- _REQUEST_
The data below must be copied in full and without any change.
------ DATA LISTING ------
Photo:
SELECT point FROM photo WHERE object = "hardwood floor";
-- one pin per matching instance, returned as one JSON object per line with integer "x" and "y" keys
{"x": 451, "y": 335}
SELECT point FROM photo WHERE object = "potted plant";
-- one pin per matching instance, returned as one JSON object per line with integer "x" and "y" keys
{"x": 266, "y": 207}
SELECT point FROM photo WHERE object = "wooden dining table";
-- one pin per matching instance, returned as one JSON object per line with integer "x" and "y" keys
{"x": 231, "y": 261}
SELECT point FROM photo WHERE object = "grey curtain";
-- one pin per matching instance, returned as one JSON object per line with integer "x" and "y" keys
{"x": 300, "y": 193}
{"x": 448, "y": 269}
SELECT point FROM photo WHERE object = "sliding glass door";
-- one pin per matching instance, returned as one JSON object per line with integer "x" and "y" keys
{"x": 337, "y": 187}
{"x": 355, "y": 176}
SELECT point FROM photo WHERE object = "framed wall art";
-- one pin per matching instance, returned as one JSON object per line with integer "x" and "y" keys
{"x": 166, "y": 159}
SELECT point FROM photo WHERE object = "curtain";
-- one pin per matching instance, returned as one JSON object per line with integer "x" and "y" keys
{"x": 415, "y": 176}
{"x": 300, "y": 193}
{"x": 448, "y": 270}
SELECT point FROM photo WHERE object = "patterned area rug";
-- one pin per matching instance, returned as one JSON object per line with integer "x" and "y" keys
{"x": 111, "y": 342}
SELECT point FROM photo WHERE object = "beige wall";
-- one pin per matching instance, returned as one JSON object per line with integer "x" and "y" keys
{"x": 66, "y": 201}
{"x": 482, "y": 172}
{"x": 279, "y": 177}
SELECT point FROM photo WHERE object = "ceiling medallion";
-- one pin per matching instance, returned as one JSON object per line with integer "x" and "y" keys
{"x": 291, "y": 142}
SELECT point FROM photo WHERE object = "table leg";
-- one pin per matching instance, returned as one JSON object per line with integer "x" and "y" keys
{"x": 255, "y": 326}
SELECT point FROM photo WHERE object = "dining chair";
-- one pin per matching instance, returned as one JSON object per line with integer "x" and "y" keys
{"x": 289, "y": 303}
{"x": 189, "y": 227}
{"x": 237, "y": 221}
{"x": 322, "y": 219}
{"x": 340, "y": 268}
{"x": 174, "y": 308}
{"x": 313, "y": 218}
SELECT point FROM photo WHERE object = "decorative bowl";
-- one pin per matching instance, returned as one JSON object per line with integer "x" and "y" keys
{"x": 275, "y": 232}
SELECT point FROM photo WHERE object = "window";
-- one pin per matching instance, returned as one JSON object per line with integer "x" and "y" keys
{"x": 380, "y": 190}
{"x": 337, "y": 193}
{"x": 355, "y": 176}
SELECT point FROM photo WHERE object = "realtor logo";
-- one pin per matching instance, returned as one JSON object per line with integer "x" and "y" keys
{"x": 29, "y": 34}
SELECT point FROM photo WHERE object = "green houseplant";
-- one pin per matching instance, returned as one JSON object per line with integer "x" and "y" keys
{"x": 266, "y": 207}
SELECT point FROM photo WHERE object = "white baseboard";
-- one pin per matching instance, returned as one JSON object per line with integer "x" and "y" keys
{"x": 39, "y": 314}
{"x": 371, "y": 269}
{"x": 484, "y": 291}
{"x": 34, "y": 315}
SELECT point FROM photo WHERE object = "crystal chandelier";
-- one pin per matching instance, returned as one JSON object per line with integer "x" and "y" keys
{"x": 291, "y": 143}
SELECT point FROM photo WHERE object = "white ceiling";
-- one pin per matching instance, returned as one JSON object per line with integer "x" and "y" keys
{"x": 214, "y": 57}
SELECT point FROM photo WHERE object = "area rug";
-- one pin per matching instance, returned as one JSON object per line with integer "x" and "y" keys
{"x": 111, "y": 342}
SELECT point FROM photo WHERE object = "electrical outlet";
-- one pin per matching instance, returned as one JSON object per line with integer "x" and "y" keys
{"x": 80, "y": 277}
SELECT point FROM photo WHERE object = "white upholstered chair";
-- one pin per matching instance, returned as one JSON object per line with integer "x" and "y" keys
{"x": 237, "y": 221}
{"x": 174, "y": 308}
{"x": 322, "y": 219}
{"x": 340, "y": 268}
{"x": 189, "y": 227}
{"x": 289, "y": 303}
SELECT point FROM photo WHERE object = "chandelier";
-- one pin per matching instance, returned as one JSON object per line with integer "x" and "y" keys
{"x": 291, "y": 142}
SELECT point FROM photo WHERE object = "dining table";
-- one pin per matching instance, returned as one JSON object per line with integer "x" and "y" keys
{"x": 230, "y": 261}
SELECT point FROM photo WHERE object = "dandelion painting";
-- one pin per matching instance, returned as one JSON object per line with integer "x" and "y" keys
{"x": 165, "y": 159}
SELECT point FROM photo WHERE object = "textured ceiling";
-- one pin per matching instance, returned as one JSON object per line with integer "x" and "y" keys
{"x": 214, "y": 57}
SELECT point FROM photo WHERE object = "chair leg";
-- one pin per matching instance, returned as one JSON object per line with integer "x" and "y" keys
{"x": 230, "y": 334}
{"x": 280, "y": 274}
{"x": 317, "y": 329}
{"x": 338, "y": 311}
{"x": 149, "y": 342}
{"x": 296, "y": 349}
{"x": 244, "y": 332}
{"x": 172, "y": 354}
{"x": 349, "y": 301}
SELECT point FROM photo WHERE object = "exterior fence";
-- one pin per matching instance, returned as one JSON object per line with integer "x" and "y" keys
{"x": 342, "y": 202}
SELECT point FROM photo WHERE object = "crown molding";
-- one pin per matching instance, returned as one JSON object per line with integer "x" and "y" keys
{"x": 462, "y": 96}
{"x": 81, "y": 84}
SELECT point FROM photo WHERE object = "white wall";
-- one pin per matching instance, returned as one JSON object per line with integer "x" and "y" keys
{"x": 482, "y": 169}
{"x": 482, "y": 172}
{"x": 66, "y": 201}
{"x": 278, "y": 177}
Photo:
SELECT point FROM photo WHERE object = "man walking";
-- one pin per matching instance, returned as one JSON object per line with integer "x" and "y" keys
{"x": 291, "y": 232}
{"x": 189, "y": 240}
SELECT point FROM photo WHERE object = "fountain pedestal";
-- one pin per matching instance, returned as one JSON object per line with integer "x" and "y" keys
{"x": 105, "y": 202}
------
- _PROBLEM SOLUTION_
Photo:
SELECT point FROM photo WHERE object = "hardwood floor";
-- one pin per matching instance, returned as one JSON object per line with integer "x" and "y" keys
{"x": 451, "y": 335}
SELECT point FROM photo WHERE object = "potted plant";
-- one pin per matching instance, returned as one JSON object per line with integer "x" and "y" keys
{"x": 266, "y": 207}
SELECT point FROM photo WHERE object = "wooden dining table";
-- one pin per matching instance, returned as one JSON object per line with integer "x" and "y" keys
{"x": 231, "y": 261}
SELECT point FROM photo WHERE object = "grey curtain";
-- one pin per matching instance, returned as one JSON object per line with integer "x" and "y" keys
{"x": 300, "y": 193}
{"x": 448, "y": 269}
SELECT point FROM photo WHERE object = "sliding glass door";
-- one pin per matching instance, returned as one JSON object per line with integer "x" and "y" keys
{"x": 337, "y": 187}
{"x": 355, "y": 176}
SELECT point FROM photo WHERE object = "framed wall art";
-- one pin per matching instance, returned as one JSON object per line with integer "x" and "y" keys
{"x": 166, "y": 159}
SELECT point FROM photo WHERE object = "curtain";
-- one pin per matching instance, returned as one JSON object per line with integer "x" and "y" keys
{"x": 415, "y": 176}
{"x": 300, "y": 193}
{"x": 448, "y": 270}
SELECT point FROM photo WHERE object = "patterned area rug";
-- one pin per matching instance, returned as one JSON object per line with integer "x" and "y" keys
{"x": 111, "y": 342}
SELECT point FROM photo WHERE object = "beige wall";
-- one pin per matching instance, returned as one JSON object per line with integer "x" and "y" keys
{"x": 66, "y": 201}
{"x": 482, "y": 172}
{"x": 279, "y": 177}
SELECT point FROM photo WHERE object = "ceiling medallion";
-- one pin per matching instance, returned as one JSON object per line with integer "x" and "y" keys
{"x": 291, "y": 142}
SELECT point FROM photo WHERE object = "table leg";
-- one pin per matching instance, returned as one JSON object per line with integer "x" and "y" keys
{"x": 255, "y": 326}
SELECT point FROM photo WHERE object = "dining chair";
-- one pin per matching instance, returned as one JSON object per line with integer "x" and "y" keys
{"x": 289, "y": 303}
{"x": 189, "y": 227}
{"x": 237, "y": 221}
{"x": 322, "y": 219}
{"x": 340, "y": 268}
{"x": 174, "y": 308}
{"x": 313, "y": 218}
SELECT point FROM photo WHERE object = "decorative bowl";
-- one pin per matching instance, returned as one JSON object per line with integer "x" and "y" keys
{"x": 275, "y": 232}
SELECT point FROM photo WHERE object = "window";
-- one pin per matching instance, returned as one JSON object per line with integer "x" and "y" keys
{"x": 380, "y": 190}
{"x": 337, "y": 193}
{"x": 355, "y": 176}
SELECT point FROM photo WHERE object = "realtor logo";
-- one pin per matching instance, returned as one JSON object per line with integer "x" and "y" keys
{"x": 29, "y": 34}
SELECT point FROM photo WHERE object = "green houseplant";
-- one pin per matching instance, returned as one JSON object per line with integer "x" and "y" keys
{"x": 266, "y": 207}
SELECT point FROM photo WHERE object = "white baseboard";
-- one pin per matching instance, returned as one JSON object per line with integer "x" and "y" keys
{"x": 39, "y": 314}
{"x": 371, "y": 269}
{"x": 484, "y": 291}
{"x": 34, "y": 315}
SELECT point FROM photo WHERE object = "crystal chandelier";
-- one pin per matching instance, returned as one JSON object per line with integer "x" and "y" keys
{"x": 291, "y": 143}
SELECT point FROM photo WHERE object = "white ceiling";
-- one pin per matching instance, returned as one JSON object per line with integer "x" and "y" keys
{"x": 214, "y": 57}
SELECT point FROM photo WHERE object = "area rug";
-- one pin per matching instance, returned as one JSON object per line with integer "x" and "y" keys
{"x": 111, "y": 342}
SELECT point FROM photo WHERE object = "electrical outlet";
-- one pin per matching instance, returned as one JSON object per line with integer "x" and "y" keys
{"x": 80, "y": 277}
SELECT point FROM photo WHERE object = "white upholstered chair";
-- one pin per matching instance, returned as one JSON object per line with integer "x" and "y" keys
{"x": 237, "y": 221}
{"x": 174, "y": 308}
{"x": 322, "y": 219}
{"x": 340, "y": 268}
{"x": 189, "y": 227}
{"x": 289, "y": 303}
SELECT point FROM photo WHERE object = "chandelier";
-- one pin per matching instance, returned as one JSON object per line with integer "x" and "y" keys
{"x": 291, "y": 142}
SELECT point FROM photo WHERE object = "dining table";
-- one pin per matching instance, returned as one JSON object per line with integer "x" and "y" keys
{"x": 230, "y": 261}
SELECT point FROM photo WHERE object = "dandelion painting";
-- one pin per matching instance, returned as one JSON object per line with integer "x" and "y" keys
{"x": 165, "y": 159}
SELECT point FROM photo WHERE object = "textured ceiling";
-- one pin per matching instance, returned as one JSON object per line with integer "x" and "y" keys
{"x": 214, "y": 57}
SELECT point FROM photo WHERE object = "chair leg";
-- one pin per matching instance, returned as one JSON object per line with integer "x" and "y" keys
{"x": 230, "y": 334}
{"x": 280, "y": 274}
{"x": 317, "y": 329}
{"x": 338, "y": 311}
{"x": 149, "y": 342}
{"x": 296, "y": 349}
{"x": 244, "y": 332}
{"x": 172, "y": 354}
{"x": 349, "y": 301}
SELECT point FROM photo WHERE object = "exterior fence";
-- one pin per matching instance, returned as one JSON object per line with integer "x" and "y" keys
{"x": 342, "y": 202}
SELECT point FROM photo WHERE object = "crown molding";
-- one pin per matching instance, returned as one JSON object per line with integer "x" and "y" keys
{"x": 462, "y": 96}
{"x": 81, "y": 84}
SELECT point FROM photo WHERE object = "white wall";
-- one pin per matching instance, returned as one JSON object per line with integer "x" and "y" keys
{"x": 482, "y": 169}
{"x": 482, "y": 172}
{"x": 66, "y": 201}
{"x": 278, "y": 177}
Photo:
SELECT point FROM photo WHERE object = "man walking";
-- one pin per matching instance, returned as one JSON object per line with integer "x" and "y" keys
{"x": 291, "y": 232}
{"x": 189, "y": 240}
SELECT point FROM photo WHERE object = "fountain pedestal";
-- one pin per matching instance, returned as one JSON object per line with integer "x" and "y" keys
{"x": 105, "y": 202}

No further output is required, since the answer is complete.